THE DATA:
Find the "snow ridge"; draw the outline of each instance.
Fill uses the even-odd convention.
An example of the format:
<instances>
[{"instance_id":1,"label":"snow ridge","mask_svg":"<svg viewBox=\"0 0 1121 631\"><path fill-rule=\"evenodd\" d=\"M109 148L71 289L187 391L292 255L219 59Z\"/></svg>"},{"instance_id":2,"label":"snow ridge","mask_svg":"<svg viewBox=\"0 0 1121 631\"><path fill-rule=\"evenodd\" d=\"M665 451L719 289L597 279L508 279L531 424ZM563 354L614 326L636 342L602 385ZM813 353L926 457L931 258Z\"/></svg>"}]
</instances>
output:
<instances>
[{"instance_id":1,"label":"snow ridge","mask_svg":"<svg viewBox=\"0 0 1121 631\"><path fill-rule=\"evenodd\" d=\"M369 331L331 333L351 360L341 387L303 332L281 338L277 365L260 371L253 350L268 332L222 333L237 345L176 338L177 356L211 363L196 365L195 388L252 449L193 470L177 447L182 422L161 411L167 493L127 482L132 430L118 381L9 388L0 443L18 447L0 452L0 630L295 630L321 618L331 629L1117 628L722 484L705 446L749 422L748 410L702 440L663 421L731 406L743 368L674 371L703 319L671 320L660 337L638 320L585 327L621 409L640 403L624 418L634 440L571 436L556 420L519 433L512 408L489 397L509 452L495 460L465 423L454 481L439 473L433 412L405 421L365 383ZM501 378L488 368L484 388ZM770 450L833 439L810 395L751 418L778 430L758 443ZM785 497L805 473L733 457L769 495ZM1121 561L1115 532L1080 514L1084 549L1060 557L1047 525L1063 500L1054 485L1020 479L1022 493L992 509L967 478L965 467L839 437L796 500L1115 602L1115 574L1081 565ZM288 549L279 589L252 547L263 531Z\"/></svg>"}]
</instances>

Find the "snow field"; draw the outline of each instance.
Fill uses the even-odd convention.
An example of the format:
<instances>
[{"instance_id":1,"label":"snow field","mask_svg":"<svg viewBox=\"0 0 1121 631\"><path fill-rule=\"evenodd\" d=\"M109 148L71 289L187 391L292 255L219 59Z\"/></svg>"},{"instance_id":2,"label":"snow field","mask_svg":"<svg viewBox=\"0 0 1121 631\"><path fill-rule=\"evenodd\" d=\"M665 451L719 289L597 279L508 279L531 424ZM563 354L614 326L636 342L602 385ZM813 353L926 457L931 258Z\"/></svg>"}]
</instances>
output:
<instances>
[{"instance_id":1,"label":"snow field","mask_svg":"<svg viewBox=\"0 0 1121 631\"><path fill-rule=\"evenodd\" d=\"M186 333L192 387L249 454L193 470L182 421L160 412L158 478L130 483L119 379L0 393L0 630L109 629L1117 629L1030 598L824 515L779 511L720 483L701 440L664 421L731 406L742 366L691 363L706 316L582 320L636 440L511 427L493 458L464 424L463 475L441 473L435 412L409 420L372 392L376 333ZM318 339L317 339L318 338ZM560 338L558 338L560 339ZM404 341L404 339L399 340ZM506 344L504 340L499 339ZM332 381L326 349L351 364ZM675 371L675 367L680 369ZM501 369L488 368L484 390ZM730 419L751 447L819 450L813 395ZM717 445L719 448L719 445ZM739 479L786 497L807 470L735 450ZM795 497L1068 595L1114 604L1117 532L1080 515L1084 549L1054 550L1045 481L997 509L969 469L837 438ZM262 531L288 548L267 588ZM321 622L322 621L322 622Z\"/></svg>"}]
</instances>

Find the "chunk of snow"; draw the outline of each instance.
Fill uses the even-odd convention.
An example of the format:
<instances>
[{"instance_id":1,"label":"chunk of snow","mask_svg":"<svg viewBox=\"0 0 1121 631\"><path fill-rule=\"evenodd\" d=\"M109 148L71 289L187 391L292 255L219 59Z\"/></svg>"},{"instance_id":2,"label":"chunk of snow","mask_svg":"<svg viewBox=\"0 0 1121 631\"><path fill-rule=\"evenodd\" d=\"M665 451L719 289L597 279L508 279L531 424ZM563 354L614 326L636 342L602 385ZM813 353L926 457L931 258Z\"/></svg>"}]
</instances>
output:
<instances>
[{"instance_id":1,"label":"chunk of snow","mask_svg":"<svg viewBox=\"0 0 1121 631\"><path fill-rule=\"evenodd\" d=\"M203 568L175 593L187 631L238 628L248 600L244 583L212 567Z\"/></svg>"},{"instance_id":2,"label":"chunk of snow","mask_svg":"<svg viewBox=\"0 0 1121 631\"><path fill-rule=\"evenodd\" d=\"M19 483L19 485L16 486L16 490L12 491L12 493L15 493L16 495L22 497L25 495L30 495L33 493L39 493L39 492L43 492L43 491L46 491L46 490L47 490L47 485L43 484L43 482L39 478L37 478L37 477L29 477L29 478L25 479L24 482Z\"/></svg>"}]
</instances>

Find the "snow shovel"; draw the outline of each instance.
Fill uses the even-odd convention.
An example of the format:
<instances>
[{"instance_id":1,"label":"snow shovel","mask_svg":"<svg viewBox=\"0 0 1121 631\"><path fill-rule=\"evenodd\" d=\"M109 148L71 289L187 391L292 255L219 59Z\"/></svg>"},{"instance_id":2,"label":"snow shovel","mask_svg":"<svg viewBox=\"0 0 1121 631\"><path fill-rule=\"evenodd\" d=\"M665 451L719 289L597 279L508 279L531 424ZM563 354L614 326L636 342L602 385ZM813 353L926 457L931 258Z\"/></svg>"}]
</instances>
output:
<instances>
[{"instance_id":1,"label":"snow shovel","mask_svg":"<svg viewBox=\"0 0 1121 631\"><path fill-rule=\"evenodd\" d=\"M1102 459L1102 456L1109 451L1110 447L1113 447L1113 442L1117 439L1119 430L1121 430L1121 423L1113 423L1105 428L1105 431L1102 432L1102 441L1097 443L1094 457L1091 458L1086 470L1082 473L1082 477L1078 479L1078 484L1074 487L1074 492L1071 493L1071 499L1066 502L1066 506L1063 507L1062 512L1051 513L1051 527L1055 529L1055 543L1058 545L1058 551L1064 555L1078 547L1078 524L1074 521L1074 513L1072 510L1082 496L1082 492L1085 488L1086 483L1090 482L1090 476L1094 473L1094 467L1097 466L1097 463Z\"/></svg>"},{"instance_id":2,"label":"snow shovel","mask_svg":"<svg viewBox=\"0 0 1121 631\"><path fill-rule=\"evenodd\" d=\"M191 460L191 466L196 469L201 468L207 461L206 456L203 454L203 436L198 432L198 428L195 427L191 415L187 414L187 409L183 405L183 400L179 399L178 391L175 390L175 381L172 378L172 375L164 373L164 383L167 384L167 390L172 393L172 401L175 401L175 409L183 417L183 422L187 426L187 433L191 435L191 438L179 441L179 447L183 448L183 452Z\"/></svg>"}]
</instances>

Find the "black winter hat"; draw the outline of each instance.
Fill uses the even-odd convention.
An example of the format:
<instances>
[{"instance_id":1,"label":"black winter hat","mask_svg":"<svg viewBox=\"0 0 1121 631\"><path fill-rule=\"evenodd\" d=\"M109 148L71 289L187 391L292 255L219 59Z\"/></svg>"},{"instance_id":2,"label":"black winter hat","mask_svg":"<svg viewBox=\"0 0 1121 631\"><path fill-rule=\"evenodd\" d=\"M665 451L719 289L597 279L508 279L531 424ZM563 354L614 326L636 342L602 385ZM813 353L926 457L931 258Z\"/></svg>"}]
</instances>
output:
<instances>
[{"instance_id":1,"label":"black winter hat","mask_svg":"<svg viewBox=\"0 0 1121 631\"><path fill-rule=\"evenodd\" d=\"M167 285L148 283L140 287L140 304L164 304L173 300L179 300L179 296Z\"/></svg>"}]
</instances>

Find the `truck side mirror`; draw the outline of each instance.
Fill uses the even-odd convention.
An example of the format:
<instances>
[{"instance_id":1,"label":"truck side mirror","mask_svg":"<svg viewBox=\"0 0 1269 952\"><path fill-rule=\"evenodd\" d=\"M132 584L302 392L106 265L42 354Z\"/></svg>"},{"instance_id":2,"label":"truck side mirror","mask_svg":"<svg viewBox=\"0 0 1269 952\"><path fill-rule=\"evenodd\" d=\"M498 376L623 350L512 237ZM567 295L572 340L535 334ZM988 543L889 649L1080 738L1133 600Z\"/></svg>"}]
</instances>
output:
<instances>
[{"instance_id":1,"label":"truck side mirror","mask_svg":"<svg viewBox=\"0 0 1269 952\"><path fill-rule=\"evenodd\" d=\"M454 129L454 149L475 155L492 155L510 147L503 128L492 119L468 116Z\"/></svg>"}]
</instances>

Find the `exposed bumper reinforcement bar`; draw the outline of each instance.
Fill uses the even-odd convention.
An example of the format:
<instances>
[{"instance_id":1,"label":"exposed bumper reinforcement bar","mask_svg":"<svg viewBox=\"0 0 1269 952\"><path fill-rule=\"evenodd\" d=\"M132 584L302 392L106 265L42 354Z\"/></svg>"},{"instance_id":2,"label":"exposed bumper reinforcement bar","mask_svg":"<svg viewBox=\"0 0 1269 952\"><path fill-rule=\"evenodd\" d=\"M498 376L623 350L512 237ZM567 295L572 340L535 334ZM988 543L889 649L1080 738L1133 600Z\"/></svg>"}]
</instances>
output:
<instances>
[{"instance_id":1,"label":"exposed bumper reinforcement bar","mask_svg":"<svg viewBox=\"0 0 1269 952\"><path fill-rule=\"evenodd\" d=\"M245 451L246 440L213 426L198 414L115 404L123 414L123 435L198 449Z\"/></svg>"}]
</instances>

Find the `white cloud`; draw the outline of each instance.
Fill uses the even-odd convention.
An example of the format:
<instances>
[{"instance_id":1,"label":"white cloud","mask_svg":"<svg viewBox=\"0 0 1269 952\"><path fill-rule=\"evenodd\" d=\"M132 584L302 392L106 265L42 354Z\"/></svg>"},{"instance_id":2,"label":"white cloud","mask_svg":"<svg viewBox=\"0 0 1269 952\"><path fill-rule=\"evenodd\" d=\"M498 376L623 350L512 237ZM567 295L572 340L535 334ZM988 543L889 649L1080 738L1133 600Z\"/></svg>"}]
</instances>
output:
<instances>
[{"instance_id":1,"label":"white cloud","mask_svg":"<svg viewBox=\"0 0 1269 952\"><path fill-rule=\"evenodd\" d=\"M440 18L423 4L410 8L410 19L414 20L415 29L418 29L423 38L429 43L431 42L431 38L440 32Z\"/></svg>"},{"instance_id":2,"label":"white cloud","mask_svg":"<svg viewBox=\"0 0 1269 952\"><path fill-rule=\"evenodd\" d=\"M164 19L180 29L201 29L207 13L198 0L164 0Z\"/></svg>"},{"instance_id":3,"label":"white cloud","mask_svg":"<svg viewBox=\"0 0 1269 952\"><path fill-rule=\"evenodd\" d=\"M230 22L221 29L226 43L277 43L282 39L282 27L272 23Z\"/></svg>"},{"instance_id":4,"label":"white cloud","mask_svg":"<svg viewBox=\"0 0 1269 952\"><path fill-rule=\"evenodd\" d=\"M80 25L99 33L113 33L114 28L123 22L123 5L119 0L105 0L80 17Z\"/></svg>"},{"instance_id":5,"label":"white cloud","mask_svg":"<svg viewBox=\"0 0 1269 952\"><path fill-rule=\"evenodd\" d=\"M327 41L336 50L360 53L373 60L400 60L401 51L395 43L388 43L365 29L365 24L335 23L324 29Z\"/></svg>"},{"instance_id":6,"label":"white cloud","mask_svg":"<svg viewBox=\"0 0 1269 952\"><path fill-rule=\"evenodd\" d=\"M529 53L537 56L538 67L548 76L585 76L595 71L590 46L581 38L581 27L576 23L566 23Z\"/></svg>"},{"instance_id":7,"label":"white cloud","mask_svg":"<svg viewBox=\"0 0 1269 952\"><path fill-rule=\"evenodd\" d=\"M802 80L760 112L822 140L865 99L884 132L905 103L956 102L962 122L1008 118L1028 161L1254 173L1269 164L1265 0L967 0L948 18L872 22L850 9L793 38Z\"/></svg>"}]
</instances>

GIVEN EXERCISE: Please report every line of the data above that contains the string "draw", treating uppercase and lowercase as different.

SOLVED EXERCISE:
Find the "snow ridge"; draw the outline of each instance.
Find the "snow field"; draw the outline of each instance.
Find the "chunk of snow"; draw the outline of each instance.
Find the "snow shovel"; draw the outline of each instance.
Find the "black winter hat"; draw the outline of each instance.
Find the `truck side mirror`; draw the outline of each instance.
Find the `exposed bumper reinforcement bar`; draw the outline of each instance.
Find the `white cloud`; draw the outline of each instance.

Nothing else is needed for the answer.